start Provided data

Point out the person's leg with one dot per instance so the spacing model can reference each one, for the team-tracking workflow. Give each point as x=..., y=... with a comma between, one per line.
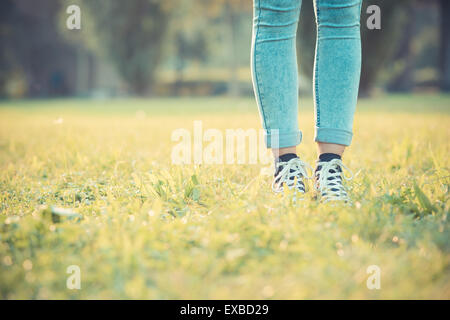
x=336, y=82
x=275, y=81
x=336, y=72
x=274, y=71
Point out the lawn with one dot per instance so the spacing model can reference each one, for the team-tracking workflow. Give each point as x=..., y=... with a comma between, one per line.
x=91, y=184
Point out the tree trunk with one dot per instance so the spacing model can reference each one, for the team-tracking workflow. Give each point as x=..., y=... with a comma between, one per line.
x=445, y=45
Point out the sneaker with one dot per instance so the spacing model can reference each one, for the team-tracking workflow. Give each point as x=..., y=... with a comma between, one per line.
x=329, y=181
x=292, y=174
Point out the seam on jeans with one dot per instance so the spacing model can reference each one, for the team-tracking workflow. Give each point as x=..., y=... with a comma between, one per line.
x=316, y=81
x=259, y=95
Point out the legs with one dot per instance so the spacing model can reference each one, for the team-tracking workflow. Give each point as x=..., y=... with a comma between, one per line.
x=274, y=70
x=336, y=72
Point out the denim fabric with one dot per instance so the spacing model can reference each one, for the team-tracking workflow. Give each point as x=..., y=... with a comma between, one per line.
x=336, y=70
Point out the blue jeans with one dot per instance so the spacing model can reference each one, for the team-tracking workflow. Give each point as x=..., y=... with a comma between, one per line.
x=337, y=69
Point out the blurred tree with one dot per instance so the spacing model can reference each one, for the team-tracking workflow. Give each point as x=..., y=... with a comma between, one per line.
x=34, y=58
x=231, y=11
x=445, y=45
x=131, y=34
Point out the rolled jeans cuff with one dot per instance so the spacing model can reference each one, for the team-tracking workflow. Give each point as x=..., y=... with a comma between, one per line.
x=277, y=140
x=336, y=136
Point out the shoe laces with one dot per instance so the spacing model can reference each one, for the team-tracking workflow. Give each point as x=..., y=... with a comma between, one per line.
x=329, y=180
x=293, y=170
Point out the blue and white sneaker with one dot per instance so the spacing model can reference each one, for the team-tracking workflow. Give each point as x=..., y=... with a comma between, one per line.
x=291, y=172
x=329, y=181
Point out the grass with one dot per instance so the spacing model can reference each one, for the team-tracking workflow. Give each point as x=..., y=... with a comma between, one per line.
x=154, y=230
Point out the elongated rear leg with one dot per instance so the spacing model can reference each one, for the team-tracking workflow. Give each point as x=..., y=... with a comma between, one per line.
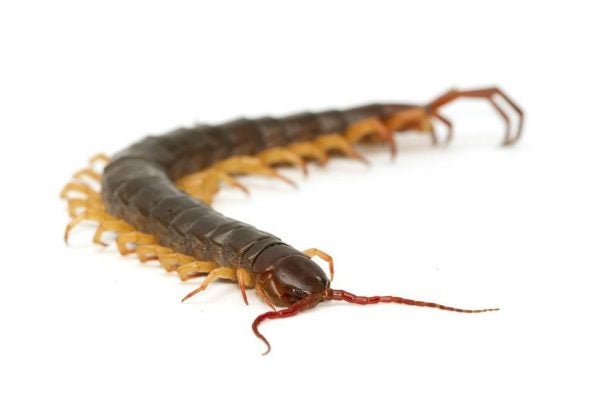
x=338, y=143
x=486, y=93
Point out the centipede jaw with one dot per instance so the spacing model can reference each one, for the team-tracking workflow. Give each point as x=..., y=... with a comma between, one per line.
x=329, y=294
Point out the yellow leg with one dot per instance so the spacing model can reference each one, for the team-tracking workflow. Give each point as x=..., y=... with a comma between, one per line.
x=323, y=256
x=99, y=158
x=112, y=225
x=336, y=142
x=229, y=273
x=87, y=204
x=89, y=215
x=414, y=119
x=170, y=262
x=151, y=252
x=193, y=269
x=310, y=151
x=80, y=188
x=280, y=155
x=89, y=173
x=359, y=130
x=133, y=238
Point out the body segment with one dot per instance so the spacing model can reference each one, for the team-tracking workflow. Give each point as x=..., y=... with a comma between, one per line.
x=156, y=195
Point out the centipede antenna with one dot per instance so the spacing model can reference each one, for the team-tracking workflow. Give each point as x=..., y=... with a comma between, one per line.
x=342, y=295
x=301, y=305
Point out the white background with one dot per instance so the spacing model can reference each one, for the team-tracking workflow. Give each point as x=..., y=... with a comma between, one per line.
x=472, y=225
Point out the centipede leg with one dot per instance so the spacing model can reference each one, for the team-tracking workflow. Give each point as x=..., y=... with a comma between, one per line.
x=307, y=150
x=312, y=252
x=336, y=142
x=280, y=155
x=88, y=173
x=171, y=261
x=193, y=269
x=78, y=187
x=228, y=273
x=111, y=225
x=75, y=203
x=99, y=158
x=250, y=165
x=489, y=94
x=127, y=239
x=206, y=184
x=358, y=131
x=151, y=252
x=88, y=215
x=449, y=127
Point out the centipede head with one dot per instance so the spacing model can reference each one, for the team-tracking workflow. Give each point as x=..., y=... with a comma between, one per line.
x=291, y=279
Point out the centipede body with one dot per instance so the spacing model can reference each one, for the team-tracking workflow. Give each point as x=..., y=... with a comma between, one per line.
x=156, y=194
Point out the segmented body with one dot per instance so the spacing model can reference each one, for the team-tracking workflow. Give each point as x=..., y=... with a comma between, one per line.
x=156, y=195
x=138, y=183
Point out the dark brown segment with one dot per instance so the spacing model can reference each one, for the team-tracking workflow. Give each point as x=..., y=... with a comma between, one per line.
x=269, y=255
x=244, y=136
x=166, y=211
x=356, y=114
x=272, y=132
x=301, y=127
x=239, y=241
x=138, y=187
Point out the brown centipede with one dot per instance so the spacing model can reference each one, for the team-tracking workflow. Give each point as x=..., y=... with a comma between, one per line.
x=156, y=196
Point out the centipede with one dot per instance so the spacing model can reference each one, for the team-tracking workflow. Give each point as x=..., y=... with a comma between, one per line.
x=156, y=196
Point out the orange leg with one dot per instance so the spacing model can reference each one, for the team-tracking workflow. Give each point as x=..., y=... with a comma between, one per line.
x=193, y=269
x=250, y=165
x=99, y=158
x=309, y=151
x=112, y=225
x=171, y=261
x=229, y=273
x=79, y=187
x=359, y=130
x=76, y=203
x=151, y=252
x=489, y=94
x=336, y=142
x=88, y=215
x=416, y=119
x=89, y=173
x=323, y=256
x=205, y=185
x=279, y=155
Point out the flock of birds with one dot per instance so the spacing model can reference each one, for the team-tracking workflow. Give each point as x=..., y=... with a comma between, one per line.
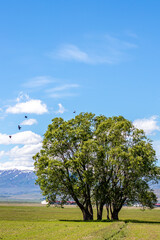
x=19, y=127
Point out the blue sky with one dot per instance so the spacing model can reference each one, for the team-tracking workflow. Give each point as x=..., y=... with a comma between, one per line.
x=84, y=55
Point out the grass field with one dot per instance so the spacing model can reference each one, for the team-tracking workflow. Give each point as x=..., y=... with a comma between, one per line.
x=39, y=222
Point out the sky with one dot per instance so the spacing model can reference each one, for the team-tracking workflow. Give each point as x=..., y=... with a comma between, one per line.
x=57, y=57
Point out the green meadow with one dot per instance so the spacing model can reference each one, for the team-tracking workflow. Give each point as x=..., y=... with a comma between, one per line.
x=40, y=222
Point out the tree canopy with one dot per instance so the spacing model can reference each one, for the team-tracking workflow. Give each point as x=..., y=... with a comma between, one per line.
x=96, y=160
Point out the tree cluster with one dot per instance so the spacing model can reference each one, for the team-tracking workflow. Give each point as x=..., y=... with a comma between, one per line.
x=97, y=161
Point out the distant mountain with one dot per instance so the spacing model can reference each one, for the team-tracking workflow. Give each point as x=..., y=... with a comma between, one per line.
x=19, y=185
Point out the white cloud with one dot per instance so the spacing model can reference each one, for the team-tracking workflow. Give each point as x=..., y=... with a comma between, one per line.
x=62, y=91
x=61, y=109
x=148, y=125
x=105, y=50
x=38, y=81
x=63, y=87
x=31, y=106
x=2, y=153
x=21, y=158
x=26, y=137
x=29, y=122
x=22, y=97
x=72, y=52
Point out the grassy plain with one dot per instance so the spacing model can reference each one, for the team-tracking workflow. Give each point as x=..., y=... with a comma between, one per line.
x=22, y=222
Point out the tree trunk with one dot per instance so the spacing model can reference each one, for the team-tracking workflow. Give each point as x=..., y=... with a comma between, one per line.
x=107, y=208
x=115, y=214
x=87, y=216
x=99, y=211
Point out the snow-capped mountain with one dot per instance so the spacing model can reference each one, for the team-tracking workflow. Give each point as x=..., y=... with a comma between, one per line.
x=19, y=185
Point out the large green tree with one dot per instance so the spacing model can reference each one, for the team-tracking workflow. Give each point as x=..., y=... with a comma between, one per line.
x=96, y=160
x=64, y=165
x=131, y=165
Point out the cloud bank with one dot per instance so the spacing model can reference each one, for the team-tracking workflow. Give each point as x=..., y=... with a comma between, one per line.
x=31, y=106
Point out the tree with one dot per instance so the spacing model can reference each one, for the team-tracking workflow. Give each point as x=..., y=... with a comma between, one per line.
x=131, y=163
x=96, y=160
x=64, y=165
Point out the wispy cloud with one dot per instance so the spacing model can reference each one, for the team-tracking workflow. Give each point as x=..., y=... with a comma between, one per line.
x=29, y=122
x=26, y=137
x=61, y=91
x=148, y=125
x=31, y=106
x=38, y=81
x=72, y=52
x=61, y=109
x=105, y=50
x=21, y=157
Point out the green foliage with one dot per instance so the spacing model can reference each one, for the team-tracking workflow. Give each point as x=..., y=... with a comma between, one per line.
x=96, y=160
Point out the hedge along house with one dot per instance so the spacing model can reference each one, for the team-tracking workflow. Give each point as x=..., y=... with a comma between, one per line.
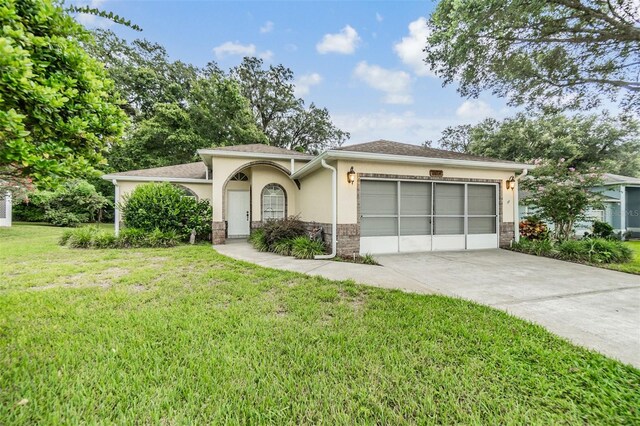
x=375, y=197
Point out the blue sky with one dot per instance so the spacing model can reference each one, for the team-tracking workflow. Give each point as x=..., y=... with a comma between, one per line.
x=360, y=59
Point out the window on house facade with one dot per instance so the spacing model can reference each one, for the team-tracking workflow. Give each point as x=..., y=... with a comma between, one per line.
x=273, y=202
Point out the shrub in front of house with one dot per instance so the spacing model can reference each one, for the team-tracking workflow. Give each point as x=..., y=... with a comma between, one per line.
x=287, y=237
x=165, y=207
x=533, y=228
x=587, y=250
x=88, y=237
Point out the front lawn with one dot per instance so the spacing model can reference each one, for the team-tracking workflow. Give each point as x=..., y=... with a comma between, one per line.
x=185, y=335
x=632, y=267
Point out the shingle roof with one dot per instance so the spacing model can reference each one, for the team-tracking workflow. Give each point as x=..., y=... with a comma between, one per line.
x=611, y=179
x=189, y=171
x=398, y=148
x=259, y=148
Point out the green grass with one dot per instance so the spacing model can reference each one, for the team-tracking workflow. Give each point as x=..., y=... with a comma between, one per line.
x=185, y=335
x=632, y=267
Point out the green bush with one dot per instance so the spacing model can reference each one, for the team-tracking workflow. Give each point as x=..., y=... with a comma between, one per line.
x=92, y=237
x=283, y=247
x=283, y=229
x=602, y=230
x=589, y=250
x=306, y=248
x=258, y=240
x=165, y=207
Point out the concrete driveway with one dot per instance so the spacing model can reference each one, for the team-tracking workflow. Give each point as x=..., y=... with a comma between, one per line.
x=592, y=307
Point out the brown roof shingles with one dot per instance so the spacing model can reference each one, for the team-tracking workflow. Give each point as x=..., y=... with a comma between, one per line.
x=184, y=171
x=398, y=148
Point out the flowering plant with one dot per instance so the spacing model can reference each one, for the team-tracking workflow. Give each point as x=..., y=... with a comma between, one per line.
x=561, y=194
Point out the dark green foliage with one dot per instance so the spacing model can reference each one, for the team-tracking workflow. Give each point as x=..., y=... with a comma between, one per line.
x=539, y=53
x=283, y=247
x=165, y=207
x=583, y=140
x=588, y=250
x=258, y=240
x=306, y=248
x=602, y=230
x=58, y=112
x=70, y=204
x=282, y=229
x=93, y=237
x=532, y=228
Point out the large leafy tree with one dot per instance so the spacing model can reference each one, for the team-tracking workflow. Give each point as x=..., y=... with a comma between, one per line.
x=612, y=144
x=281, y=116
x=213, y=114
x=143, y=73
x=57, y=110
x=541, y=53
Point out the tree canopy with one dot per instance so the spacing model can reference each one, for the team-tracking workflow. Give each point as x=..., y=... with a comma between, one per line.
x=281, y=116
x=540, y=53
x=611, y=144
x=57, y=110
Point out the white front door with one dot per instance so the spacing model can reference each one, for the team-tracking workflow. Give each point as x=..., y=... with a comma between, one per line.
x=238, y=215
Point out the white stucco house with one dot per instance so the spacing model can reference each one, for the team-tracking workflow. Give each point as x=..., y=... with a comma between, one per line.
x=374, y=197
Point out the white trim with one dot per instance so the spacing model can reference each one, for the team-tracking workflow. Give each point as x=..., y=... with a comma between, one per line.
x=116, y=215
x=155, y=179
x=222, y=153
x=389, y=158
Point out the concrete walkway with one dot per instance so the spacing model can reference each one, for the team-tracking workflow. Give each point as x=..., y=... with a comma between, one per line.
x=592, y=307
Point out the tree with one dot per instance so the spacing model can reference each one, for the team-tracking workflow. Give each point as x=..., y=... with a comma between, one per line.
x=612, y=144
x=213, y=114
x=57, y=110
x=565, y=53
x=143, y=73
x=279, y=114
x=561, y=195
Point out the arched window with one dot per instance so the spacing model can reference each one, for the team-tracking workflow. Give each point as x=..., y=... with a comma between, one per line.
x=274, y=202
x=240, y=177
x=187, y=192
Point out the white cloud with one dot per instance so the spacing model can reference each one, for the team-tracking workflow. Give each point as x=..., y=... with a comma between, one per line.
x=407, y=126
x=344, y=42
x=267, y=55
x=410, y=49
x=304, y=83
x=267, y=27
x=475, y=110
x=395, y=84
x=231, y=48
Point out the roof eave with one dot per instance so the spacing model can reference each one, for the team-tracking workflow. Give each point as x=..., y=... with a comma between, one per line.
x=408, y=159
x=241, y=154
x=154, y=179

end Provided data

Beginning at the line where "Point out the arched" appears, extract each line through the end of the data above; keep them exact and include nothing else.

* **Task answer**:
Point out the arched window with one dot per instance so the spacing model can reference each one, for the team-tracking workflow. Give each point as x=..., y=... with a comma between, one per line.
x=274, y=202
x=240, y=177
x=187, y=192
Point out the white cloud with one dot per instance so the spacing model can reference each one, for the team-tracking workflow. Give each point as x=..., y=... with a comma between, one per line.
x=407, y=126
x=344, y=42
x=267, y=55
x=410, y=49
x=304, y=83
x=267, y=27
x=475, y=110
x=395, y=84
x=231, y=48
Point out the roof eave with one dot per instance so the spacing model can reference each one, for the team-tracking workflow. Give each point as x=..., y=... with a comma between, one per line.
x=408, y=159
x=241, y=154
x=154, y=179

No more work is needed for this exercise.